Passage cité –
---*---
Parce que nous avons dormi
La tête sur la mousse
Dans les grottes des mots
Parcouru des labyrinthes
Les yeux sur les étoiles
Mais une boussole en poche
Piétiné des chemins d'ogre
Avec des bottes de Poucets
Penchés sur le plus fin caillou
Longé des ruches sans écouter
Le chant des abeilles
Derrière la grille
Plus pressant qu'une morsure
Piocheurs du vent
Nous aurons perdu notre route
Claire Malroux , Ni si lointain, Ligne d'Horizon, Le Castor Astral, 2004, p.38
Au sortir de "grottes virtuelles", nous revenons à la vie avec ces poèmes décapants de Claire Malroux.
L'auteur, qui fut aussi la talentueuse traductrice d'Emily Dickinson et de Wallace Stevens, nous les offre, aiguisés à souhait:
Plutôt qu'endosser l'habit commun sauf
À en élargir les déchirures être lettre
(L'être) au monde qui ne nous écrivit pas
Ou si mal, avec tant d'incohérence
Lettre portée sur la peau
Incorruptible et codée (Le courrier
Du tsar ses yeux crevés trouant les blizzards
Hélait l'enfant mais l'enfant fasciné
Par l'histoire ignorait le message)
Là où il court maintenant, ni lettre ni
Pelisse pour franchir les glaces, plus de
Plume douce à la joue ni de gants pour
Descendre dans la glaise balayer
Les chiures de soie du cerveau éclaté
ibid p.59
Les saisons s'envolent
On va son chemin
À marche forcée
Certains matins qui sont des soirs
On lève la tête
La lune se dissout dans un lait bleu
On boit
Cette drogue douce
Pour alléger le poids du havresac
D'autant plus lourd qu'il se vide
Ne plus voir ne prouve rien
ibid p.60
Dans l'orage du silence
Comme dans la jungle des bruits
Les jardins s'abolissent
Les forêts brûlent
Les semences se perdent
ibid p.61
Certaines choses demeurent intactes, ainsi du vert qui envahit le paysage, du bleu de l'azur et de l'or de l'amitié, elles ravivent notre désir d'écrire et nous convient à partager nos découvertes.
---*---
Enregistrements issus d'une collection –
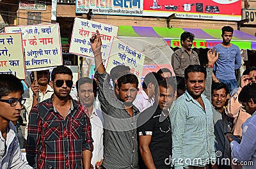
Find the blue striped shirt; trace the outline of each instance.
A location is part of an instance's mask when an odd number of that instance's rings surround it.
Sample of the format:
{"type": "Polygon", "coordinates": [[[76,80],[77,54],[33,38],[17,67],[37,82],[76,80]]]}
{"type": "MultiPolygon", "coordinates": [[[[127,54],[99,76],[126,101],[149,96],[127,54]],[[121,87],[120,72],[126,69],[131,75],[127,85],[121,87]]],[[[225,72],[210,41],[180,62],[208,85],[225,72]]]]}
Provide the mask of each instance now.
{"type": "Polygon", "coordinates": [[[210,101],[202,94],[205,111],[188,92],[174,103],[171,111],[174,167],[205,166],[215,161],[212,112],[210,101]]]}
{"type": "Polygon", "coordinates": [[[230,47],[224,47],[219,43],[212,48],[219,52],[219,59],[214,65],[216,78],[236,79],[235,70],[241,67],[242,60],[239,48],[234,44],[230,47]]]}

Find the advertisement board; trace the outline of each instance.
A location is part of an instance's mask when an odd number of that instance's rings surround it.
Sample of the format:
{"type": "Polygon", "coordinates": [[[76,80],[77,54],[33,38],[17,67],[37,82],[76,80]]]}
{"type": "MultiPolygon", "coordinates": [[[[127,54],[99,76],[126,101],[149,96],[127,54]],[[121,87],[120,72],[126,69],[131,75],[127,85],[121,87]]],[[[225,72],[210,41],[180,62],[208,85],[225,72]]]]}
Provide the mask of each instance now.
{"type": "Polygon", "coordinates": [[[77,0],[76,13],[121,15],[142,15],[143,0],[77,0]]]}
{"type": "Polygon", "coordinates": [[[241,20],[241,0],[147,0],[143,3],[144,16],[211,20],[241,20]]]}

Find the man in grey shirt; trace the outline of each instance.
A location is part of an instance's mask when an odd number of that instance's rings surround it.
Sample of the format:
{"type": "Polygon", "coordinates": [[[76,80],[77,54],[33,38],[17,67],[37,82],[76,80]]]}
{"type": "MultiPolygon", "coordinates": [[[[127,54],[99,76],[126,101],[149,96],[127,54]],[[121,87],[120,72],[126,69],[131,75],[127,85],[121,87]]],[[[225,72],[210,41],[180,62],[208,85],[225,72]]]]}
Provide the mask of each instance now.
{"type": "Polygon", "coordinates": [[[139,113],[132,102],[138,86],[133,74],[127,74],[117,80],[116,90],[118,99],[109,92],[108,74],[101,57],[101,40],[98,31],[93,35],[91,47],[95,55],[99,99],[104,118],[104,158],[102,168],[139,168],[136,135],[136,116],[139,113]]]}
{"type": "Polygon", "coordinates": [[[204,94],[212,103],[212,119],[214,126],[214,145],[216,156],[216,164],[218,169],[231,169],[230,166],[230,148],[228,140],[225,133],[230,131],[228,126],[229,118],[225,113],[224,105],[227,100],[228,91],[227,85],[220,82],[212,81],[213,65],[218,59],[218,54],[215,57],[211,51],[208,52],[209,64],[207,66],[207,78],[204,94]],[[227,160],[224,160],[227,159],[227,160]],[[229,159],[229,161],[228,161],[229,159]]]}
{"type": "Polygon", "coordinates": [[[195,39],[193,34],[184,32],[180,34],[181,48],[175,50],[172,55],[172,66],[176,76],[184,77],[184,71],[189,65],[200,64],[197,53],[191,47],[195,39]]]}

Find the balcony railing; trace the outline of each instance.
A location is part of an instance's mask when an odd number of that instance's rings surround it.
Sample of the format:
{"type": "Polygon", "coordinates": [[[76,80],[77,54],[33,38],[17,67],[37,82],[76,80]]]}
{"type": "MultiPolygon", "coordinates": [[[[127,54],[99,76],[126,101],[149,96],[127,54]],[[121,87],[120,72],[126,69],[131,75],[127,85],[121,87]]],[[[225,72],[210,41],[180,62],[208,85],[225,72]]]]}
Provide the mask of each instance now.
{"type": "Polygon", "coordinates": [[[75,4],[76,0],[58,0],[57,3],[63,4],[75,4]]]}

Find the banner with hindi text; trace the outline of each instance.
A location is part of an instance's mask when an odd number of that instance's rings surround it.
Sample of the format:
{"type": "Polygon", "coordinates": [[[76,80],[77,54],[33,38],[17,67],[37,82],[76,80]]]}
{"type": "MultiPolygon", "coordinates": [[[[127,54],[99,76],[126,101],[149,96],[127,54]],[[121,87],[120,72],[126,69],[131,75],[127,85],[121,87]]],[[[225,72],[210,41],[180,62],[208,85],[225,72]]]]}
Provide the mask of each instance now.
{"type": "Polygon", "coordinates": [[[100,33],[102,59],[106,59],[114,36],[117,36],[118,27],[86,19],[75,18],[69,52],[93,57],[90,38],[93,34],[96,34],[96,30],[99,30],[100,33]]]}
{"type": "Polygon", "coordinates": [[[21,33],[0,34],[0,73],[12,73],[25,79],[21,33]]]}
{"type": "Polygon", "coordinates": [[[9,26],[6,33],[22,33],[26,70],[62,65],[58,24],[9,26]]]}
{"type": "Polygon", "coordinates": [[[145,55],[141,52],[115,37],[107,63],[107,72],[120,64],[128,66],[131,73],[134,73],[140,81],[145,55]]]}

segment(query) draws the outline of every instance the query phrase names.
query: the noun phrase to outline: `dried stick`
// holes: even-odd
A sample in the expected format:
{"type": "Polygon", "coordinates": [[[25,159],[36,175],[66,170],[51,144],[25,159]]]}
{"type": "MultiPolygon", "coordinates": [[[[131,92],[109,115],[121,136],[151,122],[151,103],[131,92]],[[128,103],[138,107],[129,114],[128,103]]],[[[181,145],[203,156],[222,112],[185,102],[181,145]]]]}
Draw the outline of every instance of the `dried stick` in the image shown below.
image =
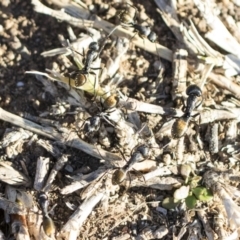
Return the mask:
{"type": "Polygon", "coordinates": [[[156,113],[164,116],[182,116],[183,112],[174,108],[166,108],[158,105],[145,103],[138,101],[134,98],[128,98],[125,101],[120,100],[119,105],[128,110],[146,112],[146,113],[156,113]]]}
{"type": "MultiPolygon", "coordinates": [[[[79,17],[81,17],[82,19],[79,19],[79,18],[68,15],[67,13],[63,12],[62,10],[58,11],[58,10],[53,10],[51,8],[48,8],[48,7],[44,6],[38,0],[32,0],[32,4],[34,5],[34,10],[36,12],[50,15],[58,20],[68,22],[69,24],[71,24],[75,27],[84,28],[84,29],[88,28],[88,27],[94,27],[97,29],[102,29],[107,33],[110,33],[116,27],[113,24],[100,19],[99,17],[97,17],[93,21],[86,20],[87,17],[90,15],[90,13],[85,9],[80,9],[81,16],[79,16],[79,17]]],[[[132,39],[133,36],[135,36],[136,34],[119,26],[115,29],[115,31],[112,33],[112,35],[132,39]]],[[[144,49],[145,51],[155,54],[158,57],[162,57],[168,61],[172,61],[172,51],[158,43],[152,43],[149,41],[148,44],[144,44],[143,39],[140,38],[139,36],[135,36],[132,39],[132,42],[136,46],[144,49]]]]}
{"type": "Polygon", "coordinates": [[[106,170],[99,168],[98,170],[87,174],[87,176],[82,176],[80,179],[77,179],[77,181],[74,181],[71,184],[65,186],[63,189],[60,190],[60,192],[61,194],[66,195],[82,189],[89,185],[92,181],[103,176],[105,171],[106,170]]]}
{"type": "MultiPolygon", "coordinates": [[[[5,195],[12,202],[16,201],[16,190],[9,185],[5,188],[5,195]]],[[[23,205],[18,203],[18,205],[23,205]]],[[[24,206],[25,207],[25,206],[24,206]]],[[[26,214],[10,214],[11,217],[11,230],[14,234],[16,240],[30,240],[30,236],[28,233],[28,226],[26,220],[26,214]]]]}
{"type": "Polygon", "coordinates": [[[187,56],[184,49],[177,49],[173,55],[172,100],[181,98],[182,93],[186,92],[187,56]]]}
{"type": "Polygon", "coordinates": [[[214,240],[215,239],[214,231],[212,230],[212,228],[210,226],[210,223],[206,217],[206,213],[203,210],[199,210],[199,211],[197,211],[197,214],[203,224],[203,227],[204,227],[204,230],[205,230],[208,240],[214,240]]]}
{"type": "Polygon", "coordinates": [[[218,85],[221,88],[227,89],[234,95],[234,97],[240,99],[240,86],[238,84],[234,83],[233,81],[222,75],[214,73],[210,73],[209,78],[214,84],[218,85]]]}
{"type": "Polygon", "coordinates": [[[37,169],[34,181],[34,189],[41,191],[49,170],[49,158],[39,157],[37,160],[37,169]]]}
{"type": "Polygon", "coordinates": [[[57,173],[64,167],[66,162],[68,161],[68,157],[66,155],[62,155],[58,158],[57,162],[55,163],[53,169],[51,170],[51,173],[48,177],[48,180],[42,189],[43,192],[48,192],[50,187],[52,186],[52,183],[57,175],[57,173]]]}
{"type": "Polygon", "coordinates": [[[26,120],[24,118],[21,118],[17,115],[14,115],[10,112],[7,112],[0,108],[0,119],[9,123],[12,123],[14,125],[17,125],[19,127],[22,127],[24,129],[27,129],[29,131],[32,131],[34,133],[37,133],[39,135],[45,136],[47,138],[53,139],[55,141],[58,141],[64,145],[67,145],[69,147],[80,149],[89,155],[92,155],[96,158],[104,158],[107,161],[120,161],[121,157],[116,156],[115,154],[109,153],[107,151],[104,151],[102,149],[97,149],[95,146],[92,146],[81,139],[78,138],[77,134],[71,133],[67,134],[66,138],[64,138],[63,135],[55,131],[53,128],[49,127],[42,127],[36,123],[33,123],[29,120],[26,120]],[[68,140],[71,135],[74,134],[74,138],[72,136],[72,140],[68,140]]]}
{"type": "Polygon", "coordinates": [[[101,201],[104,191],[97,192],[90,198],[86,198],[78,209],[70,216],[68,222],[62,227],[58,237],[75,240],[79,235],[80,228],[87,219],[93,208],[101,201]]]}
{"type": "Polygon", "coordinates": [[[218,123],[210,124],[209,150],[211,154],[218,153],[218,123]]]}

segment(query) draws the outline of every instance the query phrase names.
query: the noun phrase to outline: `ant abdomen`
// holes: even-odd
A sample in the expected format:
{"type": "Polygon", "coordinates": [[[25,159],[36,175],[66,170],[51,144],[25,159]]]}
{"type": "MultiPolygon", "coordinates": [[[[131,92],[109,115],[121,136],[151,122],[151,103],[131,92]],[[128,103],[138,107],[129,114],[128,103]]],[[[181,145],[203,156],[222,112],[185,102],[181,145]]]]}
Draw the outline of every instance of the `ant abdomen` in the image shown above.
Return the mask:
---*---
Tâches à réaliser –
[1] Selon le texte sur les poèmes de Claire Malroux, de quels poètes l'auteure a-t-elle été la traductrice ?
[2] Recopiez mot pour mot le texte sur les poèmes de Claire Malroux, depuis « L'auteur, qui fut » jusqu'à « ignorait le message) » inclus.

Réponses fournies –
[1] Elle a été la traductrice d'Emily Dickinson et de Wallace Stevens.

[2]
L'auteur, qui fut aussi la talentueuse traductrice d'Emily Dickinson et de Wallace Stevens, nous les offre, aiguisés à souhait:
Plutôt qu'endosser l'habit commun sauf
À en élargir les déchirures être lettre
(L'être) au monde qui ne nous écrivit pas
Ou si mal, avec tant d'incohérence
Lettre portée sur la peau
Incorruptible et codée (Le courrier
Du tsar ses yeux crevés trouant les blizzards
Hélait l'enfant mais l'enfant fasciné
Par l'histoire ignorait le message)